### [DIRECTIVES]
(a) In the passage on simulating baseball pitch paths, whose series of papers does the pitch visualizer draw heavily from?
(b) Carry on the passage about simulating baseball pitch paths, starting right after its final sentence.

### [EXCERPTED TEXT]
-- Start --
Simulating MLB Pitch Tracjetories
on a typical two-seam fastball.
My pitch visualizer draws heavily from a series of papers by Professor Alan Nathan of the University of Illinois. The core idea is to model the forces acting on a spinning baseball, gravity, drag, and lift (the latter broken into Magnus and side forces), and use Newton’s Second Law to derive a set of equations of motion. The directions of these forces are fully determined by the velocity \(\vec{v}\) and spin-axis \(\vec{\omega}\), shown in the plot on the right for a typical two-seam fastball. The magnitudes of the drag, Magnus, and side forces, however, must be extracted from the kinematic information provided by Statcast.
-- End --
### [PROVIDED MATERIAL]
-- Start --
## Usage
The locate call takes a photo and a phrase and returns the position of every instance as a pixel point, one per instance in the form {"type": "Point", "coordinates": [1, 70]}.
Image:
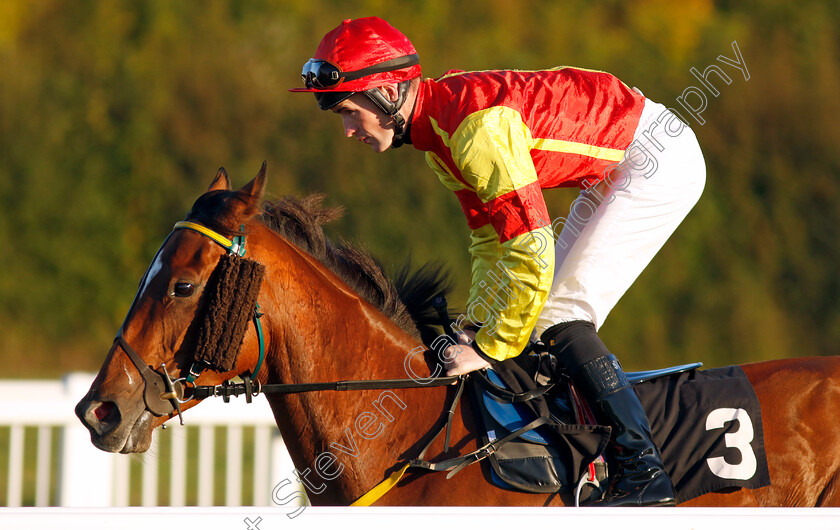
-- End --
### [ANSWERS]
(a) Professor Alan Nathan of the University of Illinois.

(b)
This procedure was first described by Nathan in his 2015 paper, which was subsequently updated in 2018 and 2020. In this earlier iteration, the spin-axis provided by Statcast was not actually measured but instead inferred by the pitch motion, and a result, the Magnus and side forces could not be separated. With the implementation of the Hawk-Eye camera system in 2020, Statcast began measuring the true spin-axis directly, which is what made clear that Magnus was not the only lift force at play. This was first explored in depth by Nathan, along with Professor Barton Smith and Harry Pavlidis, in their 2020 paper Not Just About Magnus Anymore, which laid out the groundwork for what is now well understood as the seam-shifted wake (SSW) effect.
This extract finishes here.